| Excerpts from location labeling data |
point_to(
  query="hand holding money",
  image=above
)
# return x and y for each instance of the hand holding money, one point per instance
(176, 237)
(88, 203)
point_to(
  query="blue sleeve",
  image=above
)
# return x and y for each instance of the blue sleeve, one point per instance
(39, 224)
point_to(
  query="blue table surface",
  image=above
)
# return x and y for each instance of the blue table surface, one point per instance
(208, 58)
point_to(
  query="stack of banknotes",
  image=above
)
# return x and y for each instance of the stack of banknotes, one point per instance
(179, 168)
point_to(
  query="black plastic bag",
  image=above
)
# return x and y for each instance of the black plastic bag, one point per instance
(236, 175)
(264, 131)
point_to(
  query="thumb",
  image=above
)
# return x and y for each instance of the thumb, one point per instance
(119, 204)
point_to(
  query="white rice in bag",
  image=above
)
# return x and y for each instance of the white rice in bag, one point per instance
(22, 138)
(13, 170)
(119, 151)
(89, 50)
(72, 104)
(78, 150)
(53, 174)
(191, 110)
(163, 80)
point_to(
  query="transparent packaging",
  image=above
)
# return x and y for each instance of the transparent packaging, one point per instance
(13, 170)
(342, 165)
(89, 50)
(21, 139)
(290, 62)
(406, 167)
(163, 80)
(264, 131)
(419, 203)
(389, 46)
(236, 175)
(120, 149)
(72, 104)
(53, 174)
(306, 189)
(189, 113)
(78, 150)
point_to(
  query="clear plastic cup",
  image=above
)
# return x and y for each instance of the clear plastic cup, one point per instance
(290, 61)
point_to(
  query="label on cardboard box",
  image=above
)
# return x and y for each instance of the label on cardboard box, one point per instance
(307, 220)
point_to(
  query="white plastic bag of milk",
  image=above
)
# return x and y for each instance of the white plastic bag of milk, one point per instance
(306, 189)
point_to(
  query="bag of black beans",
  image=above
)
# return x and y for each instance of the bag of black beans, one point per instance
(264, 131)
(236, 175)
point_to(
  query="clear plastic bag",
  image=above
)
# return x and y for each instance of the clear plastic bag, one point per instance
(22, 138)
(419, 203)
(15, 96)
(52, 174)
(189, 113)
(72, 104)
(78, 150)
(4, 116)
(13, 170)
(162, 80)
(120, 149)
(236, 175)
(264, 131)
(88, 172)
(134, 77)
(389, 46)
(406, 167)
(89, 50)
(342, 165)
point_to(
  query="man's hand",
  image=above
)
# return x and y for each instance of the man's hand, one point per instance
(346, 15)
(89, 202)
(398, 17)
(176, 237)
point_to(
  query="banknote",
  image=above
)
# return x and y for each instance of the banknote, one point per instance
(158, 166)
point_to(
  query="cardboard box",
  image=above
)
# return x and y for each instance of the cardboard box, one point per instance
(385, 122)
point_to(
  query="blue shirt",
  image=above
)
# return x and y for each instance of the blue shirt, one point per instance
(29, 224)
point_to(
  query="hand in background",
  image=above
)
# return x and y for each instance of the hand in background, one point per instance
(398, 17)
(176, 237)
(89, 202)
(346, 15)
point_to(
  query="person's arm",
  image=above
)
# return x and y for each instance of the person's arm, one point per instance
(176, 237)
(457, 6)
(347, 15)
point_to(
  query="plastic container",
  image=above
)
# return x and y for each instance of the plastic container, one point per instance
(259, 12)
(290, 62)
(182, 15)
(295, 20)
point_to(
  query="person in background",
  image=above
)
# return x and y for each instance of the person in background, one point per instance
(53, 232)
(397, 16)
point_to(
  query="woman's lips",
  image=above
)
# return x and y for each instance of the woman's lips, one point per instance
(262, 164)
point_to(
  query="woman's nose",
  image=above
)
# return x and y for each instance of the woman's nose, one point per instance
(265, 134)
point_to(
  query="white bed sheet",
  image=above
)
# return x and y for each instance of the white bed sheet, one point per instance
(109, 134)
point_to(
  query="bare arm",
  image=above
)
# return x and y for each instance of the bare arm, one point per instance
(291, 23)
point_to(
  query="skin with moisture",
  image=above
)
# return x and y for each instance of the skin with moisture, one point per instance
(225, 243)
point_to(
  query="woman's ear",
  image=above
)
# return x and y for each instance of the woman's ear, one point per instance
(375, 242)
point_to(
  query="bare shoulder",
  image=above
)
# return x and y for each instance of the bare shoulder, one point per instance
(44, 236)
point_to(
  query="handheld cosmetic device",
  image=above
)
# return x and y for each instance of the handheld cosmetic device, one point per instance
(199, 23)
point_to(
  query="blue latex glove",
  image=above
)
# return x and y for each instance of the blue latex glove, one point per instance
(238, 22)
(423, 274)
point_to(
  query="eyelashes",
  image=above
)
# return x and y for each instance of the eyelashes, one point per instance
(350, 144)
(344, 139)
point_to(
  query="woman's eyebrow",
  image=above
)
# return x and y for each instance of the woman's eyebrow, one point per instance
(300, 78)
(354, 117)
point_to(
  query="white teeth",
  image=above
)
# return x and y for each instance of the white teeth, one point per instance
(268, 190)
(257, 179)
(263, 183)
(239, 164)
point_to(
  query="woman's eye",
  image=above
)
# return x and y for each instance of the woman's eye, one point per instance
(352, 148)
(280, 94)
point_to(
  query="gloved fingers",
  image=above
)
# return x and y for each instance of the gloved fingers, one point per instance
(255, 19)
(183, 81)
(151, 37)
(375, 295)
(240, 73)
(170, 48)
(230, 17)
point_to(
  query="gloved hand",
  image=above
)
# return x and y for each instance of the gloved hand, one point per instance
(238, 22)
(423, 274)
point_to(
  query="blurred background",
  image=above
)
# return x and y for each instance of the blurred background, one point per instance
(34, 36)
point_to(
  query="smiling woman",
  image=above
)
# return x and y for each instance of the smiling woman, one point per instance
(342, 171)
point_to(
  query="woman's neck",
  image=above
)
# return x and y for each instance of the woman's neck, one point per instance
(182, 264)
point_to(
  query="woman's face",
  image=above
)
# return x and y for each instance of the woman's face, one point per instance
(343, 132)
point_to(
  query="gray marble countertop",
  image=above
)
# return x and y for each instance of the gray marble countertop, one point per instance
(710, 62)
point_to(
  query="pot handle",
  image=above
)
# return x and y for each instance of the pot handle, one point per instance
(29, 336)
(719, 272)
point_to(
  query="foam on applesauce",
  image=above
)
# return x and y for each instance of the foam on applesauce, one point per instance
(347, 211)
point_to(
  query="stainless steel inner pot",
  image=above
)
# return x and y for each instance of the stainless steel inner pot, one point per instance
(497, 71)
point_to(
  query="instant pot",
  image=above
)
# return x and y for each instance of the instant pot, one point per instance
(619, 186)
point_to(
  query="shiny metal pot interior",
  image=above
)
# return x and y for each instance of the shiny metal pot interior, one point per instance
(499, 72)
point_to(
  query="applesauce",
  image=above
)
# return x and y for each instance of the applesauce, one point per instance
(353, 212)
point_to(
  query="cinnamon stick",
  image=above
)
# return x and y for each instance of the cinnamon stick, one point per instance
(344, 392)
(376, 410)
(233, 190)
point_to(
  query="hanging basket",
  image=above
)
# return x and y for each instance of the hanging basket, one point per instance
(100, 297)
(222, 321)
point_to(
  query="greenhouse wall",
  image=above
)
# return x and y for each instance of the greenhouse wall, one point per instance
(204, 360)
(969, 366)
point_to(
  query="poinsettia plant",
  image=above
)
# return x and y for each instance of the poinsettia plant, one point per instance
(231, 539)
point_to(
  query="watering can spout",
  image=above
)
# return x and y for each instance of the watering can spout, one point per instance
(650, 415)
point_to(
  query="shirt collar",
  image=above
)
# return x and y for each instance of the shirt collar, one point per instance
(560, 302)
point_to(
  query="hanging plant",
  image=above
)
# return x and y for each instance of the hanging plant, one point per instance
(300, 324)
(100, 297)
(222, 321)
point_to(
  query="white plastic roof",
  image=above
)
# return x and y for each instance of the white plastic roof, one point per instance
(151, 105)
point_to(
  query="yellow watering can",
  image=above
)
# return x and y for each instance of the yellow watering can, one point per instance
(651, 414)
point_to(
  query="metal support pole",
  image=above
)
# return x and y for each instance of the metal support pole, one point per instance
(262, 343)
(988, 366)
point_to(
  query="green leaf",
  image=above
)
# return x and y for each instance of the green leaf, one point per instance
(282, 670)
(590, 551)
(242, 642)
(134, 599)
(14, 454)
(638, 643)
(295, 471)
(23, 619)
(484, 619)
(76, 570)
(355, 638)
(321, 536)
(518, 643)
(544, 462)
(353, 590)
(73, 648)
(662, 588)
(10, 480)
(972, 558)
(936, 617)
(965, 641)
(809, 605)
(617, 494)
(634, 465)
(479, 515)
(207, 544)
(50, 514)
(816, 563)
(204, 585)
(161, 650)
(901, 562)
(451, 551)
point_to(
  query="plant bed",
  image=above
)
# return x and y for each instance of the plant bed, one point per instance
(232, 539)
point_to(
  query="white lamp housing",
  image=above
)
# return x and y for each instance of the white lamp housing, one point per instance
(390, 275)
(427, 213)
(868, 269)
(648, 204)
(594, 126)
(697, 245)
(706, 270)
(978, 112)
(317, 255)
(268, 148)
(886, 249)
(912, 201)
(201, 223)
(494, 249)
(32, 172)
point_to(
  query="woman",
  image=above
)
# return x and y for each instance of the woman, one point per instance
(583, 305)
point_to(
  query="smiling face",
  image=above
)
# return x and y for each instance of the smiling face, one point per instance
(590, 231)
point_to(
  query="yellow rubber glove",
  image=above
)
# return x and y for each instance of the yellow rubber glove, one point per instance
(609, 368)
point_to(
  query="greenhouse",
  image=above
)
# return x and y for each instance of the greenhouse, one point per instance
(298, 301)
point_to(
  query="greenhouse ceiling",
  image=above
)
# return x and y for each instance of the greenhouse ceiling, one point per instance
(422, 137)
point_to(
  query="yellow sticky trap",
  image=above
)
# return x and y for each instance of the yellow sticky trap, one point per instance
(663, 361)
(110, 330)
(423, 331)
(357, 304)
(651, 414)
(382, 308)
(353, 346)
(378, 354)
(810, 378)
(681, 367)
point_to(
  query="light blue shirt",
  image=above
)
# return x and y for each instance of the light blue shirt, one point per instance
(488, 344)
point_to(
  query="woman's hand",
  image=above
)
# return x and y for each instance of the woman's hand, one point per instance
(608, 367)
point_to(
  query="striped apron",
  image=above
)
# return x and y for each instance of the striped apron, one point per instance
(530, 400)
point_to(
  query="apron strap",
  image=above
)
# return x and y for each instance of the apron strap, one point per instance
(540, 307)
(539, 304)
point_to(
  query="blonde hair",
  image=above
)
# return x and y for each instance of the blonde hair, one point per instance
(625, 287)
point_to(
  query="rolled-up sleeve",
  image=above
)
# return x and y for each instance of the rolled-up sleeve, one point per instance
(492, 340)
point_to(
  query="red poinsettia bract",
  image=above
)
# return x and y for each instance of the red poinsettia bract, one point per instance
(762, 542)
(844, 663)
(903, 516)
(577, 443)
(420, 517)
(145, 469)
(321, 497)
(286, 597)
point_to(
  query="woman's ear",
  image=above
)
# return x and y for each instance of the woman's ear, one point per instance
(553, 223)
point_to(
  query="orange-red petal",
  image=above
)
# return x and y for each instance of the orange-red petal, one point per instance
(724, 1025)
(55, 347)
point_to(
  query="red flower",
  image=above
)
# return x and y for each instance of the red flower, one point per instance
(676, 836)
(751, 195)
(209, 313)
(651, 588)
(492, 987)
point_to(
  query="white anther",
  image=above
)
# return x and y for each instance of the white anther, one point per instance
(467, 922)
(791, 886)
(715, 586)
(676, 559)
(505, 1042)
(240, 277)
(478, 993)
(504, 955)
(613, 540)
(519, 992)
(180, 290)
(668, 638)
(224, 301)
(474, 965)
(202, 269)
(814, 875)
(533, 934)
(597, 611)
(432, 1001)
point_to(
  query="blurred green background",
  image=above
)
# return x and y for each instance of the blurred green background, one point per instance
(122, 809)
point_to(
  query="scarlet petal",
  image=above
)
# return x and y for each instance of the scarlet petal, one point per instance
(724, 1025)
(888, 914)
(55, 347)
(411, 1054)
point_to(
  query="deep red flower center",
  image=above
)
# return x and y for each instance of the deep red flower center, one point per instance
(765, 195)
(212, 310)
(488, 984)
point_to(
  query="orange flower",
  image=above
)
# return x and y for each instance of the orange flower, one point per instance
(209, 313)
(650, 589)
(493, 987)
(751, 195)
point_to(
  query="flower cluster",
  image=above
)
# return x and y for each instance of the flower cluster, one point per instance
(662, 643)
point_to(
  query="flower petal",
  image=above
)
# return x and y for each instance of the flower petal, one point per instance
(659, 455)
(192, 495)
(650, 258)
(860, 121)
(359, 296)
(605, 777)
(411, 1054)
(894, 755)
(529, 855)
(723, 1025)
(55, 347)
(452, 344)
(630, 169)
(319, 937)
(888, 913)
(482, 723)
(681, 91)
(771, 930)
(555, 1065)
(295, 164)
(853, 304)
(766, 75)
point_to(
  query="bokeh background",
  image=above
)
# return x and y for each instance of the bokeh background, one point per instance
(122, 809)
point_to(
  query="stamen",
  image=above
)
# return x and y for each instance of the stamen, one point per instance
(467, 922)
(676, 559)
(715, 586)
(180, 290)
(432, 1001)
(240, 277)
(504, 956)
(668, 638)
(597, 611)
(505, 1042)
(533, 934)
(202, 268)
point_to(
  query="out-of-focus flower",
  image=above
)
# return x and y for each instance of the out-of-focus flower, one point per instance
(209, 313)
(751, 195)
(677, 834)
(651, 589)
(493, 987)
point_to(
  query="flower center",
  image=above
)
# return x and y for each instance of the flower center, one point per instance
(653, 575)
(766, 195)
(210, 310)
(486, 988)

| THE TASK |
Pull out every line in the entries above that contains the word "shoulder", treating uppercase and lowercase letters as distinct.

| TASK OUTPUT |
  query="bare shoulder",
# return x and y for each instance of the bare shoulder, one point per instance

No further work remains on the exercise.